**INSTRUCTIONS TO FOLLOW**
Edit the records below by replacing "formatting" with "format" everywhere it appears, and leave all other text unchanged.

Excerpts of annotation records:
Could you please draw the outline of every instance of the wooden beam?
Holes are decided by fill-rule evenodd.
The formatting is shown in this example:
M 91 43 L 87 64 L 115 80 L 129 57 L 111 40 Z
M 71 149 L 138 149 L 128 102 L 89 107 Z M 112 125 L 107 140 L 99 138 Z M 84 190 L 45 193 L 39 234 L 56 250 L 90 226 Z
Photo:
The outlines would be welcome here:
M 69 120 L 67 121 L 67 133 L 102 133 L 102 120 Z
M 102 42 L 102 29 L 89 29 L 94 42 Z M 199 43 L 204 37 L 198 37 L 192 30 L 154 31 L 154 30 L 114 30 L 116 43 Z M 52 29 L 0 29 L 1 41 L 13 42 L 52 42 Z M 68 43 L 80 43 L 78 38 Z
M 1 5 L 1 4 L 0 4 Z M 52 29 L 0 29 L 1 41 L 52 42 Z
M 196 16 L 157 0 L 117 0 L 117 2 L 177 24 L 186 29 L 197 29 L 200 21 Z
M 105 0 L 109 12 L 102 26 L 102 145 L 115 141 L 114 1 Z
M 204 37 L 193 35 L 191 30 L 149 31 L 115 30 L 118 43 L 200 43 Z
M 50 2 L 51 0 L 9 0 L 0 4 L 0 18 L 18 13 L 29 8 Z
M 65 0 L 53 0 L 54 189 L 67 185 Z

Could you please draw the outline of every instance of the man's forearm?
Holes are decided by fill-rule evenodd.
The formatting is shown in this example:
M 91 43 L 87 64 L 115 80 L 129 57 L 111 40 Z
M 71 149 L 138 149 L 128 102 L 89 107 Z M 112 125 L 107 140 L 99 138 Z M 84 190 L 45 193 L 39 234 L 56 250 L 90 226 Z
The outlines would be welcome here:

**WRITTEN SOLUTION**
Could you please draw the outline of every instance of the wooden beam?
Holes are decided by fill-rule evenodd.
The format is shown in this example:
M 91 43 L 87 64 L 115 80 L 129 57 L 111 40 Z
M 71 149 L 138 149 L 128 102 L 89 107 Z M 112 125 L 107 140 L 99 138 Z M 84 190 L 45 193 L 39 234 L 56 250 L 90 226 Z
Photo:
The outlines would be welcome here:
M 69 120 L 67 121 L 67 133 L 102 133 L 102 120 Z
M 102 42 L 102 29 L 89 29 L 94 42 Z M 199 43 L 204 37 L 198 37 L 192 30 L 154 31 L 154 30 L 114 30 L 116 43 Z M 52 29 L 0 29 L 1 41 L 13 42 L 52 42 Z M 68 43 L 80 43 L 78 38 Z
M 1 5 L 1 4 L 0 4 Z M 52 29 L 0 29 L 1 41 L 52 42 Z
M 196 16 L 157 0 L 117 0 L 117 2 L 177 24 L 186 29 L 197 29 L 200 21 Z
M 105 0 L 109 12 L 102 26 L 102 145 L 115 141 L 114 1 Z
M 204 37 L 193 35 L 191 30 L 149 31 L 115 30 L 118 43 L 200 43 Z
M 50 2 L 51 0 L 9 0 L 0 4 L 0 18 L 18 13 L 29 8 Z
M 65 0 L 53 0 L 54 189 L 67 185 Z

Could you please draw the outline of every instance of the man's forearm?
Holes are decided by fill-rule evenodd.
The format is shown in this example:
M 91 43 L 87 64 L 115 80 L 129 57 L 111 40 Z
M 71 149 L 138 149 L 128 102 L 89 107 Z M 112 125 L 107 140 L 99 138 Z M 84 190 L 45 193 L 39 234 L 56 250 L 90 226 Z
The outlines would be welcome here:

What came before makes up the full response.